EXERCISE AIM: What lines of the data below include the word "white"? Report them by copying each.

[Point-per-instance localization data]
• • •

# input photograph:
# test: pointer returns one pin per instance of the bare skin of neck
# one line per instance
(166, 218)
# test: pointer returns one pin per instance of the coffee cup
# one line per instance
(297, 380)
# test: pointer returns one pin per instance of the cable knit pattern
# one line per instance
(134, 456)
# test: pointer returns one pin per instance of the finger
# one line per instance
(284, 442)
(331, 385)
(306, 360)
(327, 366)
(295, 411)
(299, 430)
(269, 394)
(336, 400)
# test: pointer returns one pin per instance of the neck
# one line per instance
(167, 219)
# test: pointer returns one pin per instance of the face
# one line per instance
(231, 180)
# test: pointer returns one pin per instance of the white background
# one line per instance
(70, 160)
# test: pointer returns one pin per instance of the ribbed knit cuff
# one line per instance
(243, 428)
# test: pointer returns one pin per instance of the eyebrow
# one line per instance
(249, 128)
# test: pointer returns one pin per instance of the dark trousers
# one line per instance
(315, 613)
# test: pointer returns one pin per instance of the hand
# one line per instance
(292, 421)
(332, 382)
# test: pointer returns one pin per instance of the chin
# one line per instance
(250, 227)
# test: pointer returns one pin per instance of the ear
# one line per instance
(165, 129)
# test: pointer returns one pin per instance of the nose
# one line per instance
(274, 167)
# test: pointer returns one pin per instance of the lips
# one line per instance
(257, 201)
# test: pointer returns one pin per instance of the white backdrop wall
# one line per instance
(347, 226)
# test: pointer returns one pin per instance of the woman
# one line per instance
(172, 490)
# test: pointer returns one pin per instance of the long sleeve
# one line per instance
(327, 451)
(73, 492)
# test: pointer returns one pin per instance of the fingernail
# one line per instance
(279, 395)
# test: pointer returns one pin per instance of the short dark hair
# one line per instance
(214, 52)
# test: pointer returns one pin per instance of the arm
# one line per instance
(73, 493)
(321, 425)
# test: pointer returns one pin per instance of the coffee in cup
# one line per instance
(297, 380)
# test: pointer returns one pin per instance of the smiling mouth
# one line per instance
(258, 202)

• • •

SOLUTION BELOW:
# test: pointer returns one pin per instance of the white background
# test: pointer returns one pin per instance of the white backdrop wall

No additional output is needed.